Work to complete: Reproduce the listing below from its beginning through the line containing "[[177, 347], [529, 322]]", both ends included, keeping each request as it stands and shifting every coordinate in the answers by adding 99 to it.

•••

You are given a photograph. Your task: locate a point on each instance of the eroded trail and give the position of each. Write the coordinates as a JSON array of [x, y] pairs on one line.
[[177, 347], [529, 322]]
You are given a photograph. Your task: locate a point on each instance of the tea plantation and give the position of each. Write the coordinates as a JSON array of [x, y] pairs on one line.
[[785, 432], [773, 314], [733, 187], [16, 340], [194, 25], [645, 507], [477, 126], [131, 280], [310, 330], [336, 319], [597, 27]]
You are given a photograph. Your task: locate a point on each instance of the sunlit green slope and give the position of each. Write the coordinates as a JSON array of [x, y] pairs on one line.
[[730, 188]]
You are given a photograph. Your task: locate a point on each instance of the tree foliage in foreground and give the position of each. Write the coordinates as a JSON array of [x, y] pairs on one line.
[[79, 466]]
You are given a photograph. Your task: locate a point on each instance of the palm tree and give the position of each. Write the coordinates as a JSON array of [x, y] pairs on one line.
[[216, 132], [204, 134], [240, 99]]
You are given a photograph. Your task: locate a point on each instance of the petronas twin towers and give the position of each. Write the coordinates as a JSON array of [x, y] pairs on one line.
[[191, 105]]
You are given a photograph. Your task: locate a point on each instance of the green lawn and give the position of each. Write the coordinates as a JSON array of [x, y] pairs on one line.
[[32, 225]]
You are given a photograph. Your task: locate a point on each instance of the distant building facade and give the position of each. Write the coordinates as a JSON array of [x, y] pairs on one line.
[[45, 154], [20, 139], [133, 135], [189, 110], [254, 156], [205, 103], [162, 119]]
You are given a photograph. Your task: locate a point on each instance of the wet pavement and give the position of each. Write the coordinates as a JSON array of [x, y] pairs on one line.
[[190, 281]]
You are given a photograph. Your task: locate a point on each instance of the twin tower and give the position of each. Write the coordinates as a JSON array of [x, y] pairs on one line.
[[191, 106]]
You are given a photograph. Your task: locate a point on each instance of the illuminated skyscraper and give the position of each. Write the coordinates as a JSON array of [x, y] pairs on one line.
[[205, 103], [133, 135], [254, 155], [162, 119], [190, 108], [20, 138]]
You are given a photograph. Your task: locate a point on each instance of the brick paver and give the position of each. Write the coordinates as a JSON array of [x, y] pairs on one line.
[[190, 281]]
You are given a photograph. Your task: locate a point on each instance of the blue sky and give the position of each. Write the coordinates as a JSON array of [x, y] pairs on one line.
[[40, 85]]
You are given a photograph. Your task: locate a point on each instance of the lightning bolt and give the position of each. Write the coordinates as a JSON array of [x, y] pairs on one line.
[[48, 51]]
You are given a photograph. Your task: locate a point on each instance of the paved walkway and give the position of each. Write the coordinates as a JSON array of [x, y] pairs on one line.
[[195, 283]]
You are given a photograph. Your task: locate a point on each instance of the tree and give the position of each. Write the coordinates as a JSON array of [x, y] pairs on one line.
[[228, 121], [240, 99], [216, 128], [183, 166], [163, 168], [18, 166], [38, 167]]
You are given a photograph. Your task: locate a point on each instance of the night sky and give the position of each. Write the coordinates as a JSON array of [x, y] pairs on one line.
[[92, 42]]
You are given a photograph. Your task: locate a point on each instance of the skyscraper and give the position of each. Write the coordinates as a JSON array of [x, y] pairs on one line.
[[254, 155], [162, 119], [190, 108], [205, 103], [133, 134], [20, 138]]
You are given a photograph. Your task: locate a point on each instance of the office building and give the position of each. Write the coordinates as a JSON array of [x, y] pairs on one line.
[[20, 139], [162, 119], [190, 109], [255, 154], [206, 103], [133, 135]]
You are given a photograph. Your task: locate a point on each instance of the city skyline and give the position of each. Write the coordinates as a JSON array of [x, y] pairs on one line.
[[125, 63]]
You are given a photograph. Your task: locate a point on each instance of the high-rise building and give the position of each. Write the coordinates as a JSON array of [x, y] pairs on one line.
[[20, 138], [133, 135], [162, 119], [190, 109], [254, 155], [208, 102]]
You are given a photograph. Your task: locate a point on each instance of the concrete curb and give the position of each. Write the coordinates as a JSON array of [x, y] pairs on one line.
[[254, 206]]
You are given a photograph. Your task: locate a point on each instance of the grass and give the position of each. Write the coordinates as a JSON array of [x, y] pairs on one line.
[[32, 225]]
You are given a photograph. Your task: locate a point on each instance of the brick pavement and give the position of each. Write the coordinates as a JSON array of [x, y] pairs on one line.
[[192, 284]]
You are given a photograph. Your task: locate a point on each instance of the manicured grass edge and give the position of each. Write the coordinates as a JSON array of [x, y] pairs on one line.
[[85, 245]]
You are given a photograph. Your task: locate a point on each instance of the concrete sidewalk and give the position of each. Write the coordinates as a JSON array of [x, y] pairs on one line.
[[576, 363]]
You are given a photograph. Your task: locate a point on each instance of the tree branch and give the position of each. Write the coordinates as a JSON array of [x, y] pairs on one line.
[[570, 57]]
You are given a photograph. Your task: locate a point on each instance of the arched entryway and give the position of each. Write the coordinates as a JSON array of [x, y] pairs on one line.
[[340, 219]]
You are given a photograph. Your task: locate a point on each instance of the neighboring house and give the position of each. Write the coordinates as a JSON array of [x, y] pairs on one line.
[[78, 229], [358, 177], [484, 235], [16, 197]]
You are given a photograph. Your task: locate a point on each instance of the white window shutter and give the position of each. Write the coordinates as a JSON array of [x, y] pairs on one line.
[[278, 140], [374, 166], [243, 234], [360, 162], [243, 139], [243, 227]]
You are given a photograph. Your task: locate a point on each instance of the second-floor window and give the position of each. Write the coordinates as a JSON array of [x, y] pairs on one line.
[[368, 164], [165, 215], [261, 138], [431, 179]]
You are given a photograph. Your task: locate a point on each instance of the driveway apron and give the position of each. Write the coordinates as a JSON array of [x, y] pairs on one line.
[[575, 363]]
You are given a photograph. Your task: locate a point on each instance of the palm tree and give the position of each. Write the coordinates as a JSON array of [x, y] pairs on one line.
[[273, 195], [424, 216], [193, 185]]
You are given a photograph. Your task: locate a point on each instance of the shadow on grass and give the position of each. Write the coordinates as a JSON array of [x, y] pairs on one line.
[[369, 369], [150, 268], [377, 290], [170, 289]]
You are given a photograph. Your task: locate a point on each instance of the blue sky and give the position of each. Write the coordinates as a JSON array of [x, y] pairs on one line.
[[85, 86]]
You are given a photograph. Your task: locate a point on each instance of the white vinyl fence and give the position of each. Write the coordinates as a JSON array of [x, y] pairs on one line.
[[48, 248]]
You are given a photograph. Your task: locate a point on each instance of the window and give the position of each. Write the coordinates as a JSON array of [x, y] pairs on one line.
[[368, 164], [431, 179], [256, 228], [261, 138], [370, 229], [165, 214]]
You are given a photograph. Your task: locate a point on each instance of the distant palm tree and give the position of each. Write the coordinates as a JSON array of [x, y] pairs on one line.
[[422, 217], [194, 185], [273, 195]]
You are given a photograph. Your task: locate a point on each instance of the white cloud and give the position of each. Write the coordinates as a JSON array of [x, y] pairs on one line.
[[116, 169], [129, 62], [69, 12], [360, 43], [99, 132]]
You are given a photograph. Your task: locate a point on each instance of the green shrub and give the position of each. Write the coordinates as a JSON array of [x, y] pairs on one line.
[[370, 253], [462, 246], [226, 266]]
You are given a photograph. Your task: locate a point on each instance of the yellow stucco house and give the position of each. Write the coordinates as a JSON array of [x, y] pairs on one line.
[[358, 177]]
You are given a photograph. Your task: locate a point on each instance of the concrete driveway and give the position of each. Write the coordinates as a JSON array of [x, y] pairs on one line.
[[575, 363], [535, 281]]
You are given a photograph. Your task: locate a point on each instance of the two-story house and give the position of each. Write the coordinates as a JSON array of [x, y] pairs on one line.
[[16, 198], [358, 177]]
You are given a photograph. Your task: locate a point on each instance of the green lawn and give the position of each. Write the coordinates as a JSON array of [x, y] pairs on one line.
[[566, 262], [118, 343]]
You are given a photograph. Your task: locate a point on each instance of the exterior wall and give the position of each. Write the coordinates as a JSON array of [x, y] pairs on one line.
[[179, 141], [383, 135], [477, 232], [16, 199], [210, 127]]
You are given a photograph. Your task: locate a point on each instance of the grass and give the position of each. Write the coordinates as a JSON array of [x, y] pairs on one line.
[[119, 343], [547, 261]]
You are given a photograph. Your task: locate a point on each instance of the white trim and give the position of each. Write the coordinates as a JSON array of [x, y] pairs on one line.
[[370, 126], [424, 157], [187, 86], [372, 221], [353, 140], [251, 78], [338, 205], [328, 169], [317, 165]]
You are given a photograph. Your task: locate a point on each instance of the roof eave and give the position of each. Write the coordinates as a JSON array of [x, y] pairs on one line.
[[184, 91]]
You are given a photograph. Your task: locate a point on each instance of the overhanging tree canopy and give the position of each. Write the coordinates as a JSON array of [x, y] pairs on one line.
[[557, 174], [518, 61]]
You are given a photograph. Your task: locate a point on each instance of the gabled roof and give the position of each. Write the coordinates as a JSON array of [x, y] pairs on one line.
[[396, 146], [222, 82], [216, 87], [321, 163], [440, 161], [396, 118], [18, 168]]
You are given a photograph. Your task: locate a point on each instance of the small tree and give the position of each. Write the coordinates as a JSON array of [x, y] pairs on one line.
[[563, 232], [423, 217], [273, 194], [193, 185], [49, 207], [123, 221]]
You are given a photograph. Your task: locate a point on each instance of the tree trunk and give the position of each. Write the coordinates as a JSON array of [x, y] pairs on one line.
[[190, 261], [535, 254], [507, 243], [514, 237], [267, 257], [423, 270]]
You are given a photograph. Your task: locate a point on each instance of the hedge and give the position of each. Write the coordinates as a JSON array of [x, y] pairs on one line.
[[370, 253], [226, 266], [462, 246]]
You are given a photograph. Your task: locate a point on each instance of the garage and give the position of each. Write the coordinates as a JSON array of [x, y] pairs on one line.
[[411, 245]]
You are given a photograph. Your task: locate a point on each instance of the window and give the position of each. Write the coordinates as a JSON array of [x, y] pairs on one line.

•••

Response to this task:
You are given a photograph. Your task: locate a point on each instance of the eroded trail and give the position of each. Write the coordinates as a JSON array of [x, y] pairs on one line.
[[276, 446], [628, 421]]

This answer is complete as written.